- [YOUR OBJECTIVE] Format the records below as a two-column CSV with the header row text,answer. Give one row per record, with its text and its answer each in a single quoted field and every line break replaced by a space.

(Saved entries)

____________

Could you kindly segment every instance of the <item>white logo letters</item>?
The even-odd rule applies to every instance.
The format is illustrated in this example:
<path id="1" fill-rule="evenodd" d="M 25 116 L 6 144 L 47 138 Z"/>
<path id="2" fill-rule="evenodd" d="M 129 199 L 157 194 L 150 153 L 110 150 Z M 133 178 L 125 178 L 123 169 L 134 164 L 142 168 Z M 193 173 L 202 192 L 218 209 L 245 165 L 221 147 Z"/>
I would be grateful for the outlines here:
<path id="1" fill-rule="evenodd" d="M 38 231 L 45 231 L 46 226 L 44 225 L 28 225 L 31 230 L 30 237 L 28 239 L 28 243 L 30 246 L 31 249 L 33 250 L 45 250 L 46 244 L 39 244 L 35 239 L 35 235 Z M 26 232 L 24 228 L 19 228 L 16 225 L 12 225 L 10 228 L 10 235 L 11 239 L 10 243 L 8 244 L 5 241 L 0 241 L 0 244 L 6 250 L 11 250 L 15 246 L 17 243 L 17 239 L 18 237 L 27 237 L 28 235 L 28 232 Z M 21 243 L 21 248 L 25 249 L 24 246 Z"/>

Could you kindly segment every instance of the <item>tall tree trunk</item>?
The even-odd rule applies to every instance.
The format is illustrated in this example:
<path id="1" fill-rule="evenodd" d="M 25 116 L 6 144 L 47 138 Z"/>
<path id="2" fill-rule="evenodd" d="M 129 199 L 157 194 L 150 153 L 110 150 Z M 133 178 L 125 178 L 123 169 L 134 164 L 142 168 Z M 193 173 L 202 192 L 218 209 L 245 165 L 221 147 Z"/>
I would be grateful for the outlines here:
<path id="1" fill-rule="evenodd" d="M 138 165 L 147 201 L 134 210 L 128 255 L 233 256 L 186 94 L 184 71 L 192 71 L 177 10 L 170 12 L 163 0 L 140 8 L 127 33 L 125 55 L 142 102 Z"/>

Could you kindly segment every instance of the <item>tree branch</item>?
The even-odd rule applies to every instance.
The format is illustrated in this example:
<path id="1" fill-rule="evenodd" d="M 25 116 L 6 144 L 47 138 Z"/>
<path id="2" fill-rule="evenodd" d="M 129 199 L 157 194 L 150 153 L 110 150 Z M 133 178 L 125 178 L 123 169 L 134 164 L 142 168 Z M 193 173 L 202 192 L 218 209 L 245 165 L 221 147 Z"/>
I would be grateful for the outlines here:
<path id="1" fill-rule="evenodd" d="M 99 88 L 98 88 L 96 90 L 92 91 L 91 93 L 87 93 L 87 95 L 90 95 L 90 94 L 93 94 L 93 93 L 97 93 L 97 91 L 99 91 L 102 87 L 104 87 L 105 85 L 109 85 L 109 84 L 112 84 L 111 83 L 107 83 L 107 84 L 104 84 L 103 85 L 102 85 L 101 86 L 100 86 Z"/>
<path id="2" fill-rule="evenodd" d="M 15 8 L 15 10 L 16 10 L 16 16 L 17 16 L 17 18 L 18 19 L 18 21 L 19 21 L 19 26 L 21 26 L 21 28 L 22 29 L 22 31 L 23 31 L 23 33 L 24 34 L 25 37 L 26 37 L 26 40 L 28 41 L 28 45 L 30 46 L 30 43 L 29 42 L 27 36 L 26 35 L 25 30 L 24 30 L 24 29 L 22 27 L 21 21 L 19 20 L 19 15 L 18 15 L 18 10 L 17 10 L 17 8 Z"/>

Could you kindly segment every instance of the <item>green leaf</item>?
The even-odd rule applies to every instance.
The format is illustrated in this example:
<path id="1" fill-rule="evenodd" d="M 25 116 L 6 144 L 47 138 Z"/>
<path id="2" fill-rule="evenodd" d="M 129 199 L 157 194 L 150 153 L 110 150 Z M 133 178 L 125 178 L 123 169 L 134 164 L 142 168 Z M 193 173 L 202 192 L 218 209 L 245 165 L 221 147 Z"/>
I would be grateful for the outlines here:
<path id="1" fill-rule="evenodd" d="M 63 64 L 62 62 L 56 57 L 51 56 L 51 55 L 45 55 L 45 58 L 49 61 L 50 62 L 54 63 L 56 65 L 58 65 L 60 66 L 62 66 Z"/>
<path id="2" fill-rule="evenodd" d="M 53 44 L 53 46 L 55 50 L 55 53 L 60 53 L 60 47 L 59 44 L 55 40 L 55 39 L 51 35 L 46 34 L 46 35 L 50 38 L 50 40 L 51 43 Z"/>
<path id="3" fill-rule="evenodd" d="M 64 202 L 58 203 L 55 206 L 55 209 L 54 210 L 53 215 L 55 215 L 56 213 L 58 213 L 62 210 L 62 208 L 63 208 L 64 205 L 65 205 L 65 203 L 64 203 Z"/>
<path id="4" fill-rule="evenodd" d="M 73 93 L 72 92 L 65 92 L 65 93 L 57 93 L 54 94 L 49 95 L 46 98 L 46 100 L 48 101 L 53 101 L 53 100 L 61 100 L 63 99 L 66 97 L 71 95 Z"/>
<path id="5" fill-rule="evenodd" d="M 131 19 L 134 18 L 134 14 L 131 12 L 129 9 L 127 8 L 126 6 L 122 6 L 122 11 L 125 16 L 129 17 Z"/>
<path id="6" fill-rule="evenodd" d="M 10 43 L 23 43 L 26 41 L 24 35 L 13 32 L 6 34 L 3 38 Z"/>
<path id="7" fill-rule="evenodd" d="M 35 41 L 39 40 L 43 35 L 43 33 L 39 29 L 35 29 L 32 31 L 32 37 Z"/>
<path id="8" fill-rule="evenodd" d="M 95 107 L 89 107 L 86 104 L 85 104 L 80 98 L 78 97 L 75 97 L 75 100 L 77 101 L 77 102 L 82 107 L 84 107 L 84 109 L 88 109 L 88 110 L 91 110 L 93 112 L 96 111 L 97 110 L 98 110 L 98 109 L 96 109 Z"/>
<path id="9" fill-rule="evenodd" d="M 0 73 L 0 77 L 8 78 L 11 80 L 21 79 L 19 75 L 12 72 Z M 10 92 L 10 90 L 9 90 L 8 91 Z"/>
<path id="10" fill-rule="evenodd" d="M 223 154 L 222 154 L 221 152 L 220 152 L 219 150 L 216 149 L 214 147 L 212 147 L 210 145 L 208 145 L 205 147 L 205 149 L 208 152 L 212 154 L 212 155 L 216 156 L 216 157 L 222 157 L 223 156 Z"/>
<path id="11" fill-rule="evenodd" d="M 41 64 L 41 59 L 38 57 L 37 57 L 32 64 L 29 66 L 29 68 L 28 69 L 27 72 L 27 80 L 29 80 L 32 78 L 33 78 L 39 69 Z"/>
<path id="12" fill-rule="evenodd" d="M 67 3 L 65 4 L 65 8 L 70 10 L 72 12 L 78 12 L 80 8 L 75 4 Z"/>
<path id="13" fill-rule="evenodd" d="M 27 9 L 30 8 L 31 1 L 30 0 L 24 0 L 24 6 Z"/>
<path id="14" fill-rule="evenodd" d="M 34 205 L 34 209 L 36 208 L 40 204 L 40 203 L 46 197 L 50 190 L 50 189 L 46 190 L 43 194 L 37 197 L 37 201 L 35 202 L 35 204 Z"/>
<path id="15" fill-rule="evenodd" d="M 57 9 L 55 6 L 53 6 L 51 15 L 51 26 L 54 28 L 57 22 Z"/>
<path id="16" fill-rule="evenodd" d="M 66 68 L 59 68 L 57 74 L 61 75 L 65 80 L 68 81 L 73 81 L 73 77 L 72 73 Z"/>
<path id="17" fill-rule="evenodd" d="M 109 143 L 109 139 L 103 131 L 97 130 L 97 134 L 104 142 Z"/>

____________

- [SOLUTION TO THE PROBLEM]
text,answer
"Could you kindly segment every instance of the <item>white logo letters</item>? The even-odd rule applies to every instance. The format is illustrated in this example: <path id=""1"" fill-rule=""evenodd"" d=""M 25 116 L 6 144 L 47 138 Z""/> <path id=""2"" fill-rule=""evenodd"" d=""M 129 199 L 157 194 L 150 153 L 110 150 Z M 133 178 L 125 178 L 123 169 L 134 164 L 142 168 Z M 193 173 L 202 192 L 218 209 L 245 165 L 221 147 Z""/> I would be grateful for the outlines here:","<path id=""1"" fill-rule=""evenodd"" d=""M 38 231 L 45 231 L 46 226 L 44 225 L 28 225 L 31 230 L 30 237 L 28 239 L 28 243 L 30 246 L 31 249 L 33 250 L 45 250 L 46 244 L 39 244 L 35 239 L 35 235 Z M 26 232 L 24 228 L 19 228 L 16 225 L 12 225 L 10 228 L 10 235 L 11 239 L 10 243 L 8 244 L 5 241 L 0 241 L 0 244 L 6 250 L 11 250 L 15 246 L 17 243 L 17 239 L 18 237 L 27 237 L 28 235 L 28 232 Z M 21 243 L 21 248 L 25 249 L 24 246 Z""/>"
"Could you kindly segment every instance of the <item>tall tree trunk</item>? The even-odd rule applies to every instance. The format is illustrated in this example: <path id=""1"" fill-rule=""evenodd"" d=""M 25 116 L 6 144 L 47 138 Z""/> <path id=""2"" fill-rule=""evenodd"" d=""M 129 199 L 157 194 L 150 153 L 110 150 Z M 133 178 L 125 178 L 123 169 L 134 164 L 142 168 Z M 193 173 L 202 192 L 218 209 L 245 165 L 221 147 Z""/> I would be grateful for the outlines here:","<path id=""1"" fill-rule=""evenodd"" d=""M 138 165 L 147 201 L 134 210 L 128 255 L 233 256 L 186 94 L 184 71 L 192 71 L 177 10 L 170 12 L 163 0 L 140 8 L 127 33 L 125 55 L 142 102 Z""/>"
"Could you kindly segment every instance of the <item>tree branch</item>? The even-odd rule applies to every instance. The format is illustrated in this example: <path id=""1"" fill-rule=""evenodd"" d=""M 25 116 L 6 144 L 47 138 Z""/> <path id=""2"" fill-rule=""evenodd"" d=""M 129 199 L 157 194 L 150 153 L 110 150 Z M 133 178 L 125 178 L 123 169 L 134 164 L 142 168 Z M 193 173 L 202 192 L 218 209 L 245 165 L 221 147 Z""/> I would be grateful for the outlines here:","<path id=""1"" fill-rule=""evenodd"" d=""M 99 88 L 98 88 L 96 90 L 92 91 L 91 93 L 87 93 L 87 95 L 90 95 L 90 94 L 93 94 L 93 93 L 97 93 L 97 91 L 99 91 L 102 87 L 104 87 L 105 85 L 109 85 L 109 84 L 112 84 L 111 83 L 107 83 L 107 84 L 104 84 L 103 85 L 102 85 L 101 86 L 100 86 Z""/> <path id=""2"" fill-rule=""evenodd"" d=""M 15 8 L 15 10 L 16 10 L 16 16 L 17 16 L 17 18 L 18 19 L 18 21 L 19 21 L 19 26 L 21 26 L 21 28 L 22 29 L 22 31 L 23 31 L 23 33 L 24 34 L 25 37 L 26 37 L 26 40 L 28 41 L 28 45 L 30 46 L 30 43 L 29 42 L 27 36 L 26 35 L 25 30 L 24 30 L 24 29 L 22 27 L 21 21 L 19 20 L 19 15 L 18 15 L 18 10 L 17 10 L 17 8 Z""/>"
"Could you kindly segment every instance of the <item>green leaf</item>? The even-odd rule applies to every instance. The format is illustrated in this example: <path id=""1"" fill-rule=""evenodd"" d=""M 25 116 L 6 144 L 47 138 Z""/> <path id=""2"" fill-rule=""evenodd"" d=""M 129 199 L 157 194 L 150 153 L 110 150 Z M 133 178 L 125 178 L 123 169 L 134 164 L 142 168 Z M 193 173 L 202 192 L 218 209 L 245 165 L 221 147 Z""/> I would be grateful for the outlines here:","<path id=""1"" fill-rule=""evenodd"" d=""M 63 64 L 62 62 L 56 57 L 51 56 L 51 55 L 45 55 L 45 58 L 49 61 L 50 62 L 54 63 L 56 65 L 58 65 L 60 66 L 62 66 Z""/> <path id=""2"" fill-rule=""evenodd"" d=""M 53 44 L 53 46 L 55 50 L 55 53 L 60 53 L 60 47 L 59 44 L 55 40 L 55 39 L 51 35 L 46 34 L 46 35 L 50 38 L 50 40 L 51 43 Z""/> <path id=""3"" fill-rule=""evenodd"" d=""M 64 202 L 58 203 L 55 206 L 55 209 L 54 210 L 53 215 L 55 215 L 56 213 L 58 213 L 62 210 L 62 208 L 63 208 L 64 205 L 65 205 L 65 203 L 64 203 Z""/> <path id=""4"" fill-rule=""evenodd"" d=""M 73 93 L 72 92 L 65 92 L 65 93 L 57 93 L 54 94 L 49 95 L 46 98 L 46 100 L 48 101 L 53 101 L 53 100 L 61 100 L 63 99 L 66 97 L 71 95 Z""/> <path id=""5"" fill-rule=""evenodd"" d=""M 131 19 L 134 18 L 134 14 L 131 12 L 129 9 L 127 8 L 126 6 L 122 6 L 122 11 L 125 16 L 129 17 Z""/> <path id=""6"" fill-rule=""evenodd"" d=""M 10 43 L 23 43 L 26 41 L 24 35 L 13 32 L 6 34 L 3 38 Z""/> <path id=""7"" fill-rule=""evenodd"" d=""M 35 41 L 39 40 L 43 35 L 43 33 L 39 29 L 35 29 L 32 31 L 32 37 Z""/> <path id=""8"" fill-rule=""evenodd"" d=""M 95 107 L 89 107 L 86 104 L 85 104 L 80 98 L 78 97 L 75 97 L 75 100 L 77 101 L 77 102 L 82 107 L 84 107 L 84 109 L 88 109 L 88 110 L 91 110 L 93 112 L 96 111 L 97 110 L 98 110 L 98 109 L 96 109 Z""/> <path id=""9"" fill-rule=""evenodd"" d=""M 0 73 L 0 77 L 8 78 L 11 80 L 21 79 L 19 75 L 12 72 Z M 10 92 L 10 90 L 9 90 L 8 91 Z""/> <path id=""10"" fill-rule=""evenodd"" d=""M 223 154 L 222 154 L 221 152 L 220 152 L 219 150 L 216 149 L 214 147 L 212 147 L 210 145 L 208 145 L 205 147 L 205 149 L 208 152 L 212 154 L 212 155 L 216 156 L 216 157 L 222 157 L 223 156 Z""/> <path id=""11"" fill-rule=""evenodd"" d=""M 41 64 L 41 59 L 38 57 L 37 57 L 32 64 L 29 66 L 29 68 L 28 69 L 27 72 L 27 80 L 29 80 L 32 78 L 33 78 L 39 69 Z""/> <path id=""12"" fill-rule=""evenodd"" d=""M 67 3 L 65 4 L 65 8 L 70 10 L 72 12 L 78 12 L 80 8 L 75 4 Z""/> <path id=""13"" fill-rule=""evenodd"" d=""M 27 9 L 30 8 L 31 1 L 30 0 L 24 0 L 24 6 Z""/> <path id=""14"" fill-rule=""evenodd"" d=""M 34 205 L 34 209 L 36 208 L 40 204 L 40 203 L 46 197 L 50 190 L 50 189 L 46 190 L 43 194 L 37 197 L 37 201 L 35 202 L 35 204 Z""/> <path id=""15"" fill-rule=""evenodd"" d=""M 57 9 L 55 6 L 53 6 L 51 15 L 51 26 L 54 28 L 57 22 Z""/> <path id=""16"" fill-rule=""evenodd"" d=""M 66 68 L 59 68 L 57 74 L 61 75 L 65 80 L 68 81 L 73 81 L 73 77 L 72 73 Z""/> <path id=""17"" fill-rule=""evenodd"" d=""M 109 143 L 109 139 L 103 131 L 97 130 L 97 134 L 104 142 Z""/>"